__GESTELLTE AUFGABE 1__: Kannst du in der Auflistung die Zeilen von der Zeile mit „Provide the outline of every instance of the striped“ bis zur Zeile mit „115], [10, 115]]]“ noch einmal wiedergeben und dabei „striped“ gegen „patterned“ tauschen, ohne sonst etwas zu ändern?

________

(Gegenwind 267, Dezember 2010)

Harald Mücke

Interview mit Harald Mücke, Buchladen ZAPATA:

„Der Anspruch bleibt, Bücher zu verkaufen, die man sonst nirgends kriegt”

Gegenwind:

Den ZAPATA-Buchladen gibt es ja eigentlich schon sehr lange, aber auch unter verschiedenen Namen noch länger. Was ist denn Deine Definition: Wie lange gibt es den Buchladen?

Harald Mücke:

Das ist tatsächlich nicht ganz klar. Wir sind hier seit 25 Jahren am Jungfernstieg unter dem Namen ZAPATA. Es gab ihn aber schon fünf bis acht Jahre länger unter verschiedenen anderen Namen, unter anderem in der Holtenauer Straße als „Barrikade” und „100 Blumen” und gehört habe ich, aber eher gerüchteweise, dass es ihn vorher schon als eine Art Infoladen gegeben hat, aber das weiß ich selbst nicht so genau. Es gibt ihn also um die 30 Jahre als Buchladen.

Gegenwind:

Wie lange hast Du mit dem Buchladen zu tun?

Harald Mücke:

Ich habe den Buchladen am 1. Januar 2002 übernommen und bin vorher schon ganz viele Jahre als Kunde dort gewesen.

Gegenwind:

In welcher Situation hast Du ihn übernommen? Es gab ja ursprünglich den Anspruch, dass der Laden von einem Kollektiv geführt wird.

Harald Mücke:

Ja, aber es war einige Jahre vorher schon kein Kollektiv mehr, sondern eine GmbH mit mehreren Gesellschafterinnen und Gesellschaftern und GeschäftsführerInnen. Also vorher war es schon nicht mehr ganz so kollektiv. Klar war, der Laden war pleite und hätte zugemacht werden sollen. Und Jo Hauberg, den ich vom Neuen Malik Verlag her kenne, hat mich gefragt. Er wusste, dass mein agimos verlag auch nicht besonders gut läuft und ich mich möglicherweise umorientiere. Er hat mich gefragt, ob ich nicht den Buchladen ZAPATA, der sonst geschlossen wird, übernehme und ihm neues Leben einhauche.

Gegenwind:

Wie ist das nach der Übernahme gelaufen? Zeitweise gab es ja zwei Geschäfte.

________

__GESTELLTE AUFGABE 2__: Kannst du aus dem Interview den Abschnitt von „Ich habe den“ bis „Kollektiv geführt wird.“ unverändert ausgeben?

________

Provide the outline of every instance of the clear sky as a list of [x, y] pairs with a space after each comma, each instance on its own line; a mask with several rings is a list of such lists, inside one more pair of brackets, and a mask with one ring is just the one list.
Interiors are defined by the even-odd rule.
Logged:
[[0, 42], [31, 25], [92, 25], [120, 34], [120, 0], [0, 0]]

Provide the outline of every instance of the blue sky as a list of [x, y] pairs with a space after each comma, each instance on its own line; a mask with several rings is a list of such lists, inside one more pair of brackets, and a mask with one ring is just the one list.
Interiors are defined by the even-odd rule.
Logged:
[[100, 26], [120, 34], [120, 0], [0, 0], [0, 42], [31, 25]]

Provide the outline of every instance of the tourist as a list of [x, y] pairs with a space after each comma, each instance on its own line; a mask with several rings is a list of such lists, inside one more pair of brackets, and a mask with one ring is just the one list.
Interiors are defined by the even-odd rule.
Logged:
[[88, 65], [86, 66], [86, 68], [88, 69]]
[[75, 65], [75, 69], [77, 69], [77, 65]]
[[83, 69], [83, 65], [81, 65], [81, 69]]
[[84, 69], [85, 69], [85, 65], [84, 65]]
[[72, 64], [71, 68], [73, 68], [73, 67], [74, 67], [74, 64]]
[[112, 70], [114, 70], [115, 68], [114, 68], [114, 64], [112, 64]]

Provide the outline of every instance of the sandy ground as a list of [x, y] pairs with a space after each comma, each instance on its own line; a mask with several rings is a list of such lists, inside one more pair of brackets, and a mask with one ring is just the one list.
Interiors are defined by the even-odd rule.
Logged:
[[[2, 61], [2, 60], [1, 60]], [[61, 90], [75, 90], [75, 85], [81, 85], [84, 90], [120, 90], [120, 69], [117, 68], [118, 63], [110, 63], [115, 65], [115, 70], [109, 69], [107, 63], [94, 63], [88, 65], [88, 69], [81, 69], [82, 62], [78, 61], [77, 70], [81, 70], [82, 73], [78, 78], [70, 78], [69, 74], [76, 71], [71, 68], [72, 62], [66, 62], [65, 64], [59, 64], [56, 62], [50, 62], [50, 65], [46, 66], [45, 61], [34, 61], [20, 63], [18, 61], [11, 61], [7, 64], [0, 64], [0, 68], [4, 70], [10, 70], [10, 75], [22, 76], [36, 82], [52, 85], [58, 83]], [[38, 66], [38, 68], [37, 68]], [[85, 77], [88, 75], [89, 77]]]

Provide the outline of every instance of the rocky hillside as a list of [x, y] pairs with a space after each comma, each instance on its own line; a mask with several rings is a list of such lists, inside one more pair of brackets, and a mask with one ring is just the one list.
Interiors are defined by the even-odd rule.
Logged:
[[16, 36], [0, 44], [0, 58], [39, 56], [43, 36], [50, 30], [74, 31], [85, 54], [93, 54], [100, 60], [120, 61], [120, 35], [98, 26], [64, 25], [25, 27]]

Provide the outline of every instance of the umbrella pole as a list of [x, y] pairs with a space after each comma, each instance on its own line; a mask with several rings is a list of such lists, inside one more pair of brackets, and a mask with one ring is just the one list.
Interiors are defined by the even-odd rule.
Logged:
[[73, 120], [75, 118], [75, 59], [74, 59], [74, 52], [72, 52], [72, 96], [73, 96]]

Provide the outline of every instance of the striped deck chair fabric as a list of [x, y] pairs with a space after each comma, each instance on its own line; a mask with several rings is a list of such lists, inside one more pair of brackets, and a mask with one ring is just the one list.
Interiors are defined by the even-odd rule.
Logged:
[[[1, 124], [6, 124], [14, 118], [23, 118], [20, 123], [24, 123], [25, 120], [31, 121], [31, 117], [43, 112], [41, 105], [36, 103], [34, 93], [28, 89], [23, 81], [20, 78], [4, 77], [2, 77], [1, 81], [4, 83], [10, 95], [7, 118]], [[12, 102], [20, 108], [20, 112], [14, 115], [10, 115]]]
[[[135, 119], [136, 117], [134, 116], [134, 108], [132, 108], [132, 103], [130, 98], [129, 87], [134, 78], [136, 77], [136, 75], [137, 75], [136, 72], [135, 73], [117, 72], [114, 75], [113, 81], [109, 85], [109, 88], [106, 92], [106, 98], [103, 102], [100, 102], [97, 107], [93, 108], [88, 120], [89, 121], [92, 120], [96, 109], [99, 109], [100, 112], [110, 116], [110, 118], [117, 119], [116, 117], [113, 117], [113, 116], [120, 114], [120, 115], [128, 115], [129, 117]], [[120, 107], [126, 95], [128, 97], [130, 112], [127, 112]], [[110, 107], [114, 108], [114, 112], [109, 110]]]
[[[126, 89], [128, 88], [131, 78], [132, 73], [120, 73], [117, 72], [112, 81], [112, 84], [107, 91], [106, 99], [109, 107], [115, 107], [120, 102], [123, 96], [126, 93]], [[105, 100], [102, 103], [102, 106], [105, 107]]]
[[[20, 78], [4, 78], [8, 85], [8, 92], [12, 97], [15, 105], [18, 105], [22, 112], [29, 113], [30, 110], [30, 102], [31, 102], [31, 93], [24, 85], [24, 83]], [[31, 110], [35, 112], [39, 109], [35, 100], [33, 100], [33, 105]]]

________

__ANTWORT 1__:
Provide the outline of every instance of the patterned deck chair fabric as a list of [x, y] pairs with a space after each comma, each instance on its own line; a mask with several rings is a list of such lists, inside one more pair of brackets, and a mask with one ring is just the one list.
Interiors are defined by the even-odd rule.
Logged:
[[[1, 124], [6, 124], [14, 118], [23, 118], [20, 123], [24, 123], [25, 120], [31, 121], [31, 117], [43, 112], [41, 105], [36, 103], [34, 93], [28, 89], [23, 81], [20, 78], [4, 77], [2, 77], [1, 81], [4, 83], [10, 95], [7, 118]], [[12, 102], [20, 108], [20, 112], [14, 115], [10, 115]]]

__ANTWORT 2__:
Ich habe den Buchladen am 1. Januar 2002 übernommen und bin vorher schon ganz viele Jahre als Kunde dort gewesen.

Gegenwind:

In welcher Situation hast Du ihn übernommen? Es gab ja ursprünglich den Anspruch, dass der Laden von einem Kollektiv geführt wird.